→ **Document extract**
——————————
Task 1 GT — Formal Letter
Register · opening/closing · modal verbs of request
Topic & Why It Matters
In IELTS General Training Task 1, a formal letter asks you to write to someone you do not know personally, such as a company manager, public official, accommodation officer, or service provider. You must complete the situation, answer all bullet points, and keep the tone professional in at least 150 words.
Candidates often lose marks because they sound too casual, forget one bullet point, or write a complaint that is emotional rather than precise. A strong formal letter states its purpose early, uses realistic details, and requests action politely but unmistakably.
Knowledge Points
Structure Template
Four short paragraphs, about 155-175 words total. Plan around the three bullet points before you start writing.
——————————
→ **The task**
In the IELTS formal letter guide, what is the minimum word count for a General Training Task 1 letter?
——————————
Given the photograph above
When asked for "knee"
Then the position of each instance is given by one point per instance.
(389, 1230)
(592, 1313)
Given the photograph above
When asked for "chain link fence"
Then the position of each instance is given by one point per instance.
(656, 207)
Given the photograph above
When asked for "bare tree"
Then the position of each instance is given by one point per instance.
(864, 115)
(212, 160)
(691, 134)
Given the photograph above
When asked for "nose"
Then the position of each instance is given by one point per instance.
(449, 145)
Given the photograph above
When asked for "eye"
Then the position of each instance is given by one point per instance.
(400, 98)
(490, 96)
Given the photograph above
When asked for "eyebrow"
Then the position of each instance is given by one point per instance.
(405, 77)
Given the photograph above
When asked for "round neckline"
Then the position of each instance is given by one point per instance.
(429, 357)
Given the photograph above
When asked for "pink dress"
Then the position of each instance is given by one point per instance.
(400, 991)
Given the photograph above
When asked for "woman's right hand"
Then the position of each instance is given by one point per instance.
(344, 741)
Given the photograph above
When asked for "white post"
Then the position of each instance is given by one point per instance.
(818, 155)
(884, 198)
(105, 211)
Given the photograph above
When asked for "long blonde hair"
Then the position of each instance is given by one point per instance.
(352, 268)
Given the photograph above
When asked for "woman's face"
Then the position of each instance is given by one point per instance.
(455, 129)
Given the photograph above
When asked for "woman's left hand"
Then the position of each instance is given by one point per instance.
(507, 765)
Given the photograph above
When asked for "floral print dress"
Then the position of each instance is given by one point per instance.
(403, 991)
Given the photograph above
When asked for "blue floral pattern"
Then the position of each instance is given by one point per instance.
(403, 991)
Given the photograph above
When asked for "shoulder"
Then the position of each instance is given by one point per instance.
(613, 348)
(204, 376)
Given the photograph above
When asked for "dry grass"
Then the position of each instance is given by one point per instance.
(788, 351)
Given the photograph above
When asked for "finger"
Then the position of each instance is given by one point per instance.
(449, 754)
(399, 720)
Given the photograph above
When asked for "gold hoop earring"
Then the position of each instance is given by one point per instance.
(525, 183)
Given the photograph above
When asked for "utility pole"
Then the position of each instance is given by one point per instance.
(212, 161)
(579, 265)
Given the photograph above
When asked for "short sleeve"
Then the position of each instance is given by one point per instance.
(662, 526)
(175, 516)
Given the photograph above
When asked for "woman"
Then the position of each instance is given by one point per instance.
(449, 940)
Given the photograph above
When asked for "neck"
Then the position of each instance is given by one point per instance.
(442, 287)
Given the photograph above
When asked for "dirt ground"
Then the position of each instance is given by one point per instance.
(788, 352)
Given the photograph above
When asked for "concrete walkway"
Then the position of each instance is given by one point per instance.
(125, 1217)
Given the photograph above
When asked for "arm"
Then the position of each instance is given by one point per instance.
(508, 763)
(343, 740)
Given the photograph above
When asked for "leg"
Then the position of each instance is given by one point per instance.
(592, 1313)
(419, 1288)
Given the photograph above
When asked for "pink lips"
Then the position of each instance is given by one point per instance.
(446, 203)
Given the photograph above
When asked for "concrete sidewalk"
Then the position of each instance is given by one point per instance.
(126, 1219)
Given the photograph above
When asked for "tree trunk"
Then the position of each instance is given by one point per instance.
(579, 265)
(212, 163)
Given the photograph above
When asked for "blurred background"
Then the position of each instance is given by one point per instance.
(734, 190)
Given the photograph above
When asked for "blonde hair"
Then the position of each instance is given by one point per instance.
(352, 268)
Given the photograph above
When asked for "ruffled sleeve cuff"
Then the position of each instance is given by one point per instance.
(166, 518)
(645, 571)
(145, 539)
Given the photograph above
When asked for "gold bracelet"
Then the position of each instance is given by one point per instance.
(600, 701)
——————————
→ **Task output**
At least 150 words.